## [Required work]
Quote each of the following rows word for word, and leave the pictures out of your answer.

* Start *

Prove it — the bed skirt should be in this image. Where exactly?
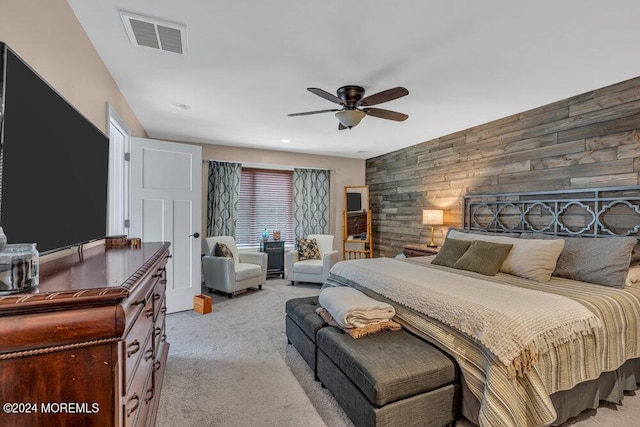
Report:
[462,358,640,426]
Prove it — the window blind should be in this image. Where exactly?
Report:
[236,168,294,246]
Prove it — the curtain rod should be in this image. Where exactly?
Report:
[202,159,335,172]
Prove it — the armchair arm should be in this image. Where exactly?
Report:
[202,255,236,288]
[238,251,269,268]
[322,251,340,277]
[238,251,269,280]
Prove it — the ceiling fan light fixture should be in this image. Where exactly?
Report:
[336,110,366,129]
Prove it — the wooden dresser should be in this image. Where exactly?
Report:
[0,243,170,426]
[347,212,367,236]
[402,244,440,258]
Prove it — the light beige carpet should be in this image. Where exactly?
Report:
[157,279,640,427]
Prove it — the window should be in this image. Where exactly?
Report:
[236,168,294,247]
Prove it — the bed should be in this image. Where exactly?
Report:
[325,187,640,426]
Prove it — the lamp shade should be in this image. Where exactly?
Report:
[422,209,444,225]
[336,110,365,128]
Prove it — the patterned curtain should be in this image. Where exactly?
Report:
[207,162,241,238]
[293,169,329,237]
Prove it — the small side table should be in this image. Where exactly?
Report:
[402,244,440,258]
[260,240,284,279]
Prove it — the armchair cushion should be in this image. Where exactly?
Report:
[297,238,320,261]
[285,234,340,284]
[214,242,233,258]
[235,262,262,282]
[202,236,268,295]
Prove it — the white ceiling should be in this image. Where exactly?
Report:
[68,0,640,159]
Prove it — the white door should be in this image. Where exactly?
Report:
[129,138,202,313]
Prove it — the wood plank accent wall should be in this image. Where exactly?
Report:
[366,77,640,256]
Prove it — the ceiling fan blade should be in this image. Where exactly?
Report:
[358,86,409,106]
[307,87,344,105]
[287,108,340,117]
[362,108,409,122]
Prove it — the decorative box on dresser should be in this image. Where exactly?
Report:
[402,244,440,258]
[0,242,171,426]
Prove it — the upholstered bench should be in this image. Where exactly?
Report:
[316,326,461,427]
[285,296,327,380]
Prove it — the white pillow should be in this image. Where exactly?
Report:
[447,230,564,282]
[625,265,640,286]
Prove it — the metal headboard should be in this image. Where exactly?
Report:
[462,186,640,239]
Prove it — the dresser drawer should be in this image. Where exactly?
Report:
[122,364,153,426]
[122,273,161,335]
[121,298,153,389]
[151,280,167,322]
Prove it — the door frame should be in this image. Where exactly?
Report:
[106,102,131,236]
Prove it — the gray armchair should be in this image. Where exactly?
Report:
[202,236,267,298]
[285,234,340,285]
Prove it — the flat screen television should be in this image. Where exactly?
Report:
[347,193,362,212]
[0,43,109,253]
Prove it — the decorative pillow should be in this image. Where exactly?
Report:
[213,243,233,259]
[453,240,513,276]
[522,233,637,288]
[625,265,640,286]
[449,230,564,282]
[298,238,321,261]
[431,238,471,267]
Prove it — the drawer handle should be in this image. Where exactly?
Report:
[144,387,155,405]
[127,393,140,418]
[127,340,140,357]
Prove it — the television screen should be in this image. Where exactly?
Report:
[347,193,362,212]
[0,44,109,253]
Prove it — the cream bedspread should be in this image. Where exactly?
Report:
[326,258,640,427]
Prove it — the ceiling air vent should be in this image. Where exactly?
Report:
[120,11,187,55]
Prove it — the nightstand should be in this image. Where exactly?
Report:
[402,244,440,258]
[260,240,284,279]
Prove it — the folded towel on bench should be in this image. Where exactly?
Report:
[316,307,402,338]
[318,287,396,328]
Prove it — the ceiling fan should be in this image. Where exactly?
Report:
[288,85,409,130]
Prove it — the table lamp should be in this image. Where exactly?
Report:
[422,209,444,248]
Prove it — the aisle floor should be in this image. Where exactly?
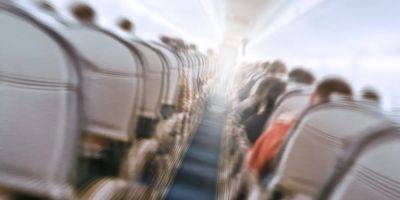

* End *

## [Response to this task]
Prove it — the bed skirt should be in this image. Where exactly?
Report:
[462,358,640,426]
Prove it — the window blind should be in this image. Where exactly?
Report:
[236,168,294,246]
Prove it — the curtain rod should be in this image. Where exactly?
Report:
[202,159,335,172]
Prove it — the armchair arm should be in this image. Where exactly?
Report:
[202,255,236,288]
[238,251,269,268]
[322,251,340,277]
[238,251,269,280]
Prove it — the ceiling fan light fixture should be in this image. Where exactly?
Report:
[336,110,366,129]
Prove it — the wooden dresser should be in this image. Where exactly?
Report:
[0,243,170,426]
[347,212,367,236]
[402,244,440,258]
Prove it — the light beige carpet should be in this image. Where exactly?
Report:
[157,279,640,427]
Prove it — the window should be in this image. Where exactly?
Report:
[236,168,294,247]
Prove it — the bed should be in this image. Where exactly?
Report:
[325,187,640,426]
Prove it — the lamp shade should be in this image. Where exactly?
Report:
[422,209,444,225]
[336,110,365,128]
Prove it — the patterned curtain should be in this image. Where exactly?
Report:
[207,162,241,238]
[293,169,329,237]
Prove it — the small side table should be in this image. Where exactly?
Report:
[402,244,440,258]
[260,240,284,279]
Prove it — the armchair cushion should be in this image. Where exactly?
Report:
[297,238,320,261]
[285,234,340,284]
[214,242,233,258]
[235,262,262,282]
[202,236,268,295]
Prove it — the white ceiling should be in this image. Where exactly?
Report:
[68,0,640,159]
Prove it — the white door should be in this image. Where exactly?
Report:
[129,138,202,313]
Prove it — the wood plank accent wall should be in this image. Where exactly?
Report:
[366,77,640,256]
Prove it — the ceiling fan blade should be in this image. Where exactly?
Report:
[358,86,409,106]
[307,87,344,105]
[287,108,340,117]
[362,108,409,122]
Prove it — the decorative box on dresser should be in this image. Where exactly?
Report:
[402,244,440,258]
[0,242,171,426]
Prove it — the upholstered bench should be in this image. Where exactly?
Report:
[316,326,461,427]
[285,296,327,380]
Prove it — the white pillow should be in this image. Where exactly?
Report:
[447,230,564,282]
[625,265,640,286]
Prove it — the metal headboard should be in this image. Where exactly?
Report:
[462,186,640,239]
Prove it — the dresser drawer should be in this image. Where exactly?
Report:
[122,364,153,426]
[122,273,161,335]
[121,298,153,389]
[151,280,167,322]
Prove it — the door frame should be in this image. Where exactly?
Report:
[106,102,131,236]
Prove it — the gray armchair should be in this image. Where exactly?
Report:
[202,236,267,298]
[285,234,340,285]
Prove it — the flat screen television should be in this image. Where exactly?
Report:
[347,193,362,212]
[0,43,109,253]
Prove it — the decorative pillow should be in this image. Where exactly?
Report:
[213,243,233,259]
[453,240,513,276]
[522,233,637,288]
[625,265,640,286]
[449,230,564,282]
[298,238,321,261]
[431,238,471,267]
Prove it — the drawer handle should be in this image. Where exactly?
Report:
[144,387,155,405]
[127,393,140,418]
[127,340,140,357]
Prove it — the television screen should be in this image. Where exactly?
Report:
[347,193,362,212]
[0,44,109,253]
Prove it — the cream bedspread should be in this image. Where exactly?
Report:
[326,258,640,427]
Prove it — the ceiling air vent should be in this image. Where exactly?
Report:
[120,11,187,55]
Prove it — the nightstand should be in this image. Where exactly?
Report:
[402,244,440,258]
[260,240,284,279]
Prove it — the folded towel on bench should be in this image. Where exactly?
Report:
[316,307,402,338]
[318,287,396,328]
Prove it — the ceiling fan should be in this image. Where exactly?
Report:
[288,85,409,130]
Prove it — the table lamp should be in this image. Where exactly?
Report:
[422,209,444,248]
Prove it — the aisle floor should be in this image. Where exactly?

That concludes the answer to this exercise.